PASSAGE:
────────────────────────────────────────

Raise a kid who loves school

By on July 28, 2011
Conquering first-day fears
School’s supposed to be a fun place for children to learn and grow, but students of all ages—from pre-schoolers to kindergarteners to elementary students—may find the big building a tad scary. After all, the start of each school year brings unfamiliar faces, different classrooms and noisy hallways. Whether your child’s off to preschool for the first time or entering the third grade, education experts say the following areas commonly give kids the jitters. Calm your child’s concerns with these helpful tricks from teachers in-the-know.
Fear Factor: The school
What your child thinks: “Wow, this is place is HUGE! What if I get lost?”
Calm those concerns: Visit the school during an orientation program or call the office to schedule a tour. Point out similarities between the school and your home or your child’s previous daycare or preschool setting, suggests Allyson Barry, a childhood development specialist at the Early Childhood Parenting Center, in Santa Monica, Calif. Say: “Look! Your kindergarten class has a book nook just like your preschool.” Explore fun places like the library, gym, and art and music rooms, and show him where the front office is located. Summertime picnics at the playground also can make the big brick building less intimidating.
Fear Factor: The classroom
What your child thinks: “Geez, this teacher sure has a lot of rules about where things should go and how I should behave. I hope I don’t get in trouble.”
Calm those concerns: Remind her that many school rules—no interrupting, no back talk, no hitting, no yelling, no running—are the same ones she already follows at home. You also may want to snap a photo of your child and her teacher together at orientation. Post it on the fridge so she becomes more familiar with this new important role model entering her life.

────────────────────────────────────────

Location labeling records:
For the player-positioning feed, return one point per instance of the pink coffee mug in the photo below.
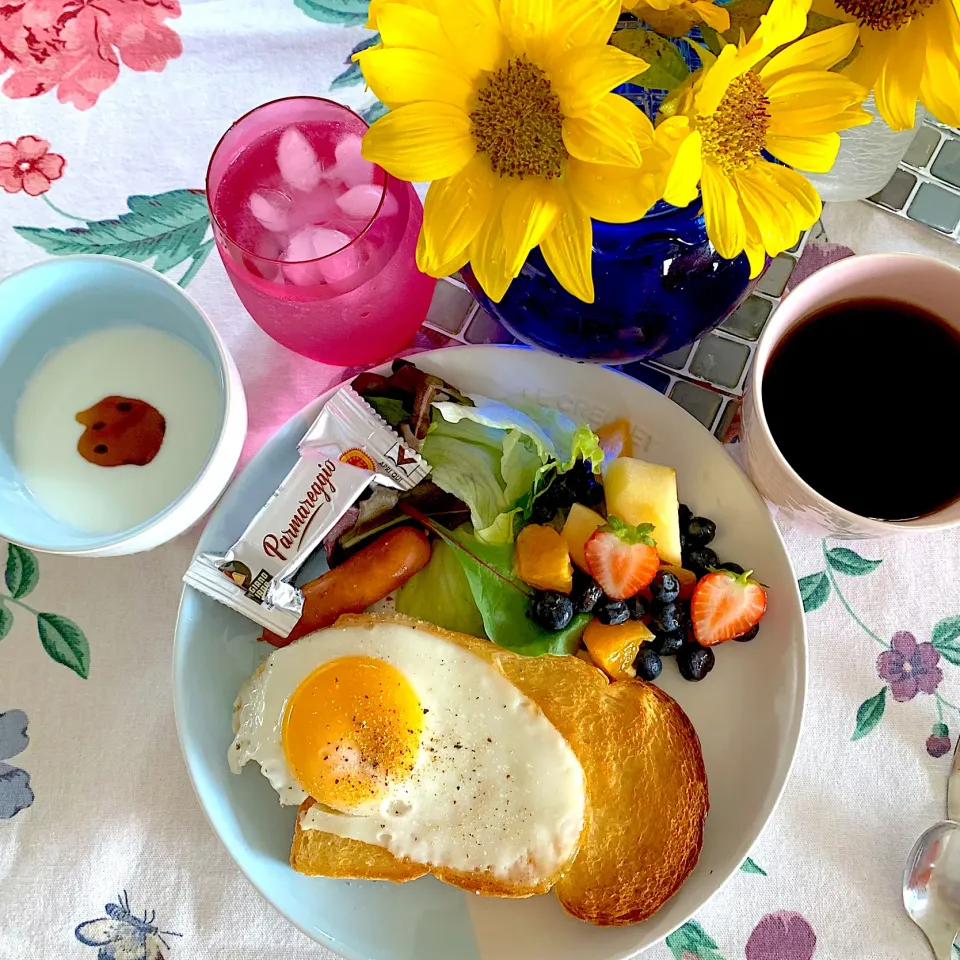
(920, 281)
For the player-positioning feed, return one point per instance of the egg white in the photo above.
(494, 788)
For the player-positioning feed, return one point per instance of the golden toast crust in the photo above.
(646, 785)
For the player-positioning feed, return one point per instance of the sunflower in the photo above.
(909, 51)
(726, 116)
(506, 107)
(674, 18)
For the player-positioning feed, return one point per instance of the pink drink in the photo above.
(319, 243)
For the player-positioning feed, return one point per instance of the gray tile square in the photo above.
(921, 150)
(450, 307)
(935, 207)
(947, 165)
(894, 194)
(720, 360)
(775, 278)
(749, 318)
(484, 329)
(676, 358)
(697, 400)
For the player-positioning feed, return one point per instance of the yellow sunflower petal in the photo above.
(453, 213)
(806, 205)
(898, 85)
(584, 75)
(684, 176)
(474, 32)
(615, 131)
(866, 66)
(814, 102)
(721, 210)
(764, 208)
(403, 25)
(421, 141)
(529, 26)
(530, 209)
(783, 22)
(816, 154)
(488, 258)
(398, 76)
(712, 15)
(613, 194)
(568, 249)
(819, 51)
(451, 266)
(586, 22)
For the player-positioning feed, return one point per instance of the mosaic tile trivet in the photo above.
(706, 378)
(926, 185)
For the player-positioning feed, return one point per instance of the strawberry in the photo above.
(621, 558)
(725, 605)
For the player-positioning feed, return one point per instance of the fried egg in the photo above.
(410, 742)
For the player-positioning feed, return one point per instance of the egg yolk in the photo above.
(351, 728)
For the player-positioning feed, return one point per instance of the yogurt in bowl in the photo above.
(121, 413)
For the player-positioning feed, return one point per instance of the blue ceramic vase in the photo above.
(659, 284)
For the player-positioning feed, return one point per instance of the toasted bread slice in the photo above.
(646, 786)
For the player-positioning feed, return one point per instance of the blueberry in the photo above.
(637, 606)
(695, 662)
(668, 644)
(586, 595)
(701, 531)
(665, 587)
(700, 559)
(648, 664)
(551, 610)
(611, 612)
(665, 618)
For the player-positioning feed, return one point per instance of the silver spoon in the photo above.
(931, 886)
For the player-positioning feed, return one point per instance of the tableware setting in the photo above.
(535, 610)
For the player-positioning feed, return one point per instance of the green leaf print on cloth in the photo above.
(346, 13)
(907, 666)
(167, 228)
(63, 640)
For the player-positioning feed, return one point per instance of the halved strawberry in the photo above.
(726, 605)
(621, 558)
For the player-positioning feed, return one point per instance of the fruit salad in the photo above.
(546, 537)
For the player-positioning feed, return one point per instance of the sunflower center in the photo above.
(735, 133)
(518, 124)
(884, 14)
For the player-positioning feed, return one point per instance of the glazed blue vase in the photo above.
(659, 285)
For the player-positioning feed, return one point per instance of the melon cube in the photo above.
(639, 492)
(582, 523)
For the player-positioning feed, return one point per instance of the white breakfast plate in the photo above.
(748, 712)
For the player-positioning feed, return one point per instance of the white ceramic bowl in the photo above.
(58, 300)
(747, 712)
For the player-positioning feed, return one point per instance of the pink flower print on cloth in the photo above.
(29, 165)
(77, 45)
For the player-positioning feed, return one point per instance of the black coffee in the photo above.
(862, 399)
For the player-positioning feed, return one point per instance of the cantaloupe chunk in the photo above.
(582, 523)
(639, 492)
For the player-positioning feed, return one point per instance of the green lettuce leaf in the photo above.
(440, 593)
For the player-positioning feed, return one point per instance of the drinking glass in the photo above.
(319, 243)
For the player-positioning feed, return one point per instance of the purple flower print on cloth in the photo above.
(784, 935)
(909, 667)
(15, 792)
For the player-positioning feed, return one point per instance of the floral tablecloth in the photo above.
(109, 110)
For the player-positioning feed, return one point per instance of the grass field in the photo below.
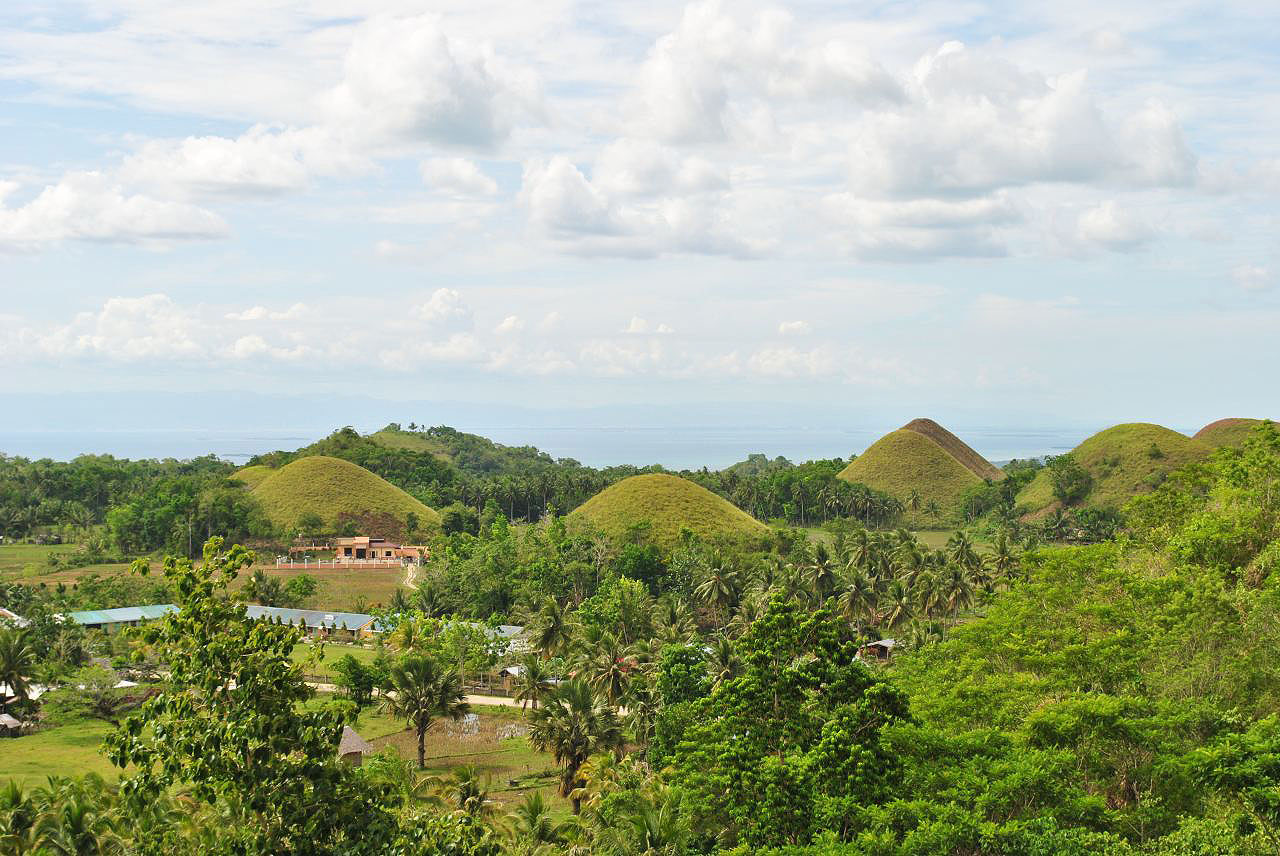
(30, 563)
(321, 671)
(330, 486)
(667, 503)
(512, 767)
(905, 461)
(1124, 461)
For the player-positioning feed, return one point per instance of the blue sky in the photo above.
(1031, 213)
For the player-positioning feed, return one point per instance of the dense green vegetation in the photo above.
(664, 506)
(1119, 463)
(713, 699)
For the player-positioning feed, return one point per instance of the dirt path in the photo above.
(498, 701)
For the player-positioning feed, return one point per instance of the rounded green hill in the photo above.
(330, 486)
(1229, 431)
(667, 504)
(909, 459)
(252, 476)
(1124, 461)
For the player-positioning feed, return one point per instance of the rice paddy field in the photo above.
(493, 742)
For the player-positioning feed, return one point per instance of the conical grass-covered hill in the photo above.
(252, 476)
(1230, 431)
(1123, 461)
(330, 486)
(922, 457)
(666, 504)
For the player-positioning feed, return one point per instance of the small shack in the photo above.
(880, 650)
(352, 747)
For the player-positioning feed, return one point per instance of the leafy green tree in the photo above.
(356, 680)
(229, 726)
(792, 745)
(421, 691)
(1070, 481)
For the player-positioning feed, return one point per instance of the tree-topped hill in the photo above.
(330, 488)
(1229, 431)
(922, 465)
(254, 475)
(956, 448)
(666, 504)
(470, 453)
(1111, 467)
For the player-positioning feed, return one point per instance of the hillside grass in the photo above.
(411, 442)
(1229, 431)
(956, 448)
(667, 504)
(1123, 462)
(254, 476)
(908, 459)
(330, 486)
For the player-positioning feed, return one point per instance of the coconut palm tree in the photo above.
(464, 792)
(553, 634)
(608, 665)
(896, 604)
(533, 681)
(423, 691)
(17, 660)
(574, 724)
(859, 598)
(534, 828)
(720, 589)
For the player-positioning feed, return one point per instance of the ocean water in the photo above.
(676, 447)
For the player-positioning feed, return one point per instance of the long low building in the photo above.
(316, 621)
(113, 619)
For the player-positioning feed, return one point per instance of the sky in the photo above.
(1016, 214)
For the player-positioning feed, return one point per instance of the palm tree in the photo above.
(896, 604)
(76, 819)
(466, 793)
(608, 667)
(423, 691)
(720, 589)
(574, 724)
(17, 659)
(533, 681)
(858, 599)
(553, 634)
(822, 573)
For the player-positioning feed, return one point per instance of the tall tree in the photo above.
(423, 691)
(574, 724)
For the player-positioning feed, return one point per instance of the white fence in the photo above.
(288, 563)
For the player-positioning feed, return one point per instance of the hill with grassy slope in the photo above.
(1229, 431)
(332, 486)
(254, 475)
(926, 458)
(956, 448)
(666, 503)
(1123, 462)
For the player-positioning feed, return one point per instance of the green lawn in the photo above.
(321, 671)
(30, 563)
(67, 750)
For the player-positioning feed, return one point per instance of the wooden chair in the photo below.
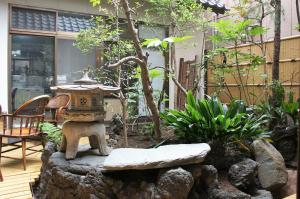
(56, 107)
(23, 124)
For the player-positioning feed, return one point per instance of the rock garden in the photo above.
(230, 144)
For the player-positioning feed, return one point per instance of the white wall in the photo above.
(4, 54)
(187, 50)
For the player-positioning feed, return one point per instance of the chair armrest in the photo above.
(60, 111)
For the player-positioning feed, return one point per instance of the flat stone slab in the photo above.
(161, 157)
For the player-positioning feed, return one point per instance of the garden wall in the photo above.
(258, 79)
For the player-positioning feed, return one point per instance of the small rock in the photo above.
(175, 184)
(262, 194)
(195, 170)
(242, 175)
(216, 193)
(209, 176)
(272, 172)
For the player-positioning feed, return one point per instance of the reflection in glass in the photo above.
(32, 67)
(71, 61)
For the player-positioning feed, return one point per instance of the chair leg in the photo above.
(0, 148)
(1, 177)
(24, 153)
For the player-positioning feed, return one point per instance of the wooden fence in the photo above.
(258, 80)
(186, 77)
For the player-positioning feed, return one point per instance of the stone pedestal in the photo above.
(73, 131)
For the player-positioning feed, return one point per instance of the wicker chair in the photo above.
(23, 124)
(56, 107)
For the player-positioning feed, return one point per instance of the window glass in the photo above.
(32, 67)
(71, 61)
(31, 19)
(70, 22)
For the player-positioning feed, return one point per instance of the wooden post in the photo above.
(298, 158)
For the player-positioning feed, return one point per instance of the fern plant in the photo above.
(207, 120)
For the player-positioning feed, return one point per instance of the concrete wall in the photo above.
(186, 50)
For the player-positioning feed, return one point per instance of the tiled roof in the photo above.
(216, 5)
(24, 18)
(68, 22)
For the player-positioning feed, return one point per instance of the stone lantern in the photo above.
(85, 116)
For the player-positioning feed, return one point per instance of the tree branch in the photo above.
(125, 60)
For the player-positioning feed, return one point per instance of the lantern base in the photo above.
(73, 131)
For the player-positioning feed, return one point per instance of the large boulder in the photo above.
(161, 157)
(175, 184)
(272, 172)
(215, 193)
(243, 174)
(262, 194)
(84, 178)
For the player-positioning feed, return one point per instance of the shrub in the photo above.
(208, 120)
(53, 133)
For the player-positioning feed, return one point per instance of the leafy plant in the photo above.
(234, 62)
(208, 119)
(53, 133)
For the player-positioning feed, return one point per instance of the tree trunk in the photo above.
(298, 13)
(276, 51)
(124, 104)
(147, 88)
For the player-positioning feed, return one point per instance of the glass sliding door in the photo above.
(71, 62)
(32, 67)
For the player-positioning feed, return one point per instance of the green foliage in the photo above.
(163, 45)
(183, 15)
(234, 62)
(276, 114)
(208, 119)
(278, 92)
(53, 133)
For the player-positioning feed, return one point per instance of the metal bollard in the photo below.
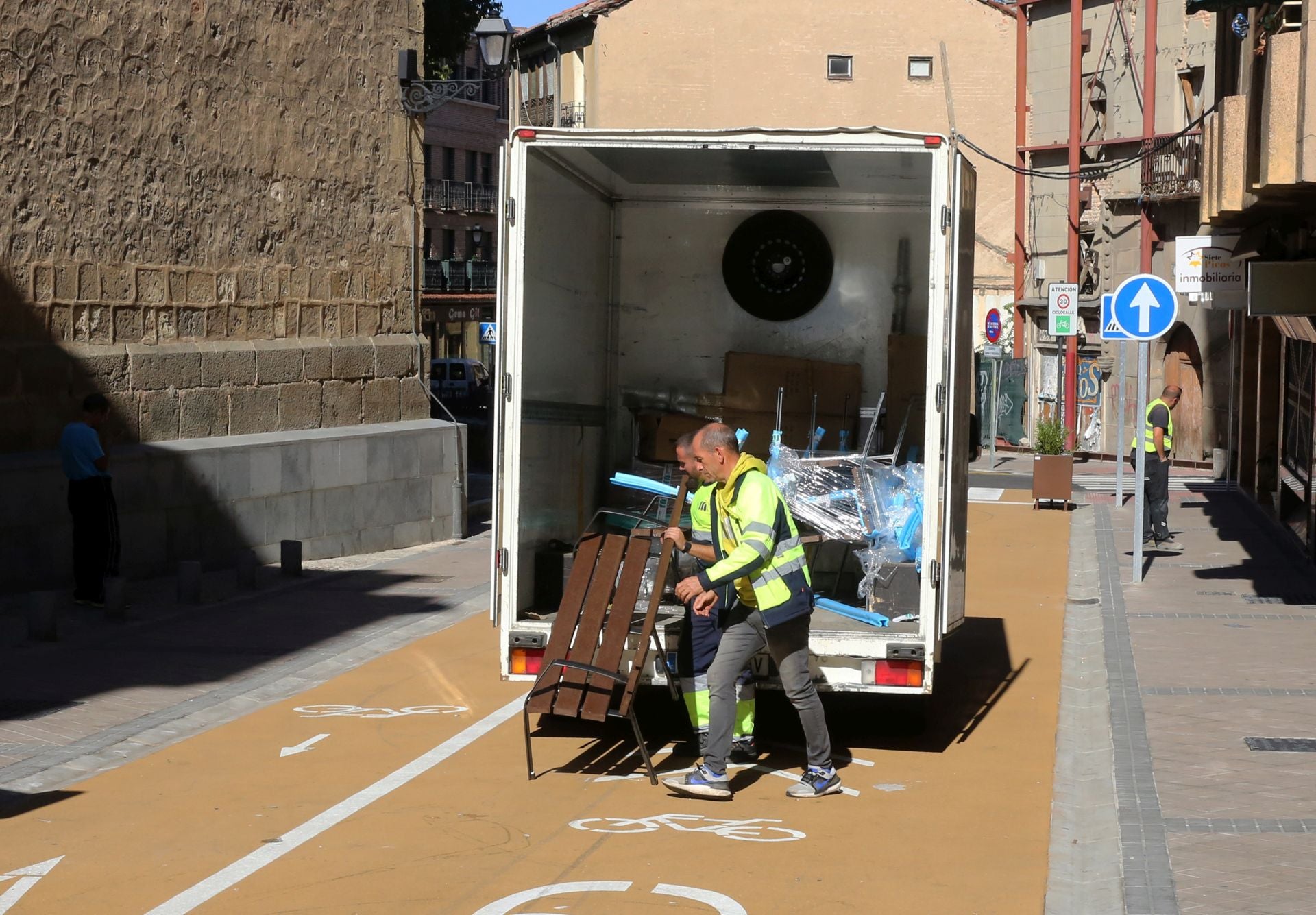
(116, 598)
(190, 582)
(44, 615)
(290, 557)
(247, 569)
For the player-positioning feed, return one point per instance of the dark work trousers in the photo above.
(1156, 524)
(91, 502)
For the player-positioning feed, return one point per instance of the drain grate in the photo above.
(1293, 599)
(1282, 744)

────────────────────────────────────────

In the article on first-day school fears, what role does Allyson Barry hold?

She is a childhood development specialist at the Early Childhood Parenting Center in Santa Monica, Calif.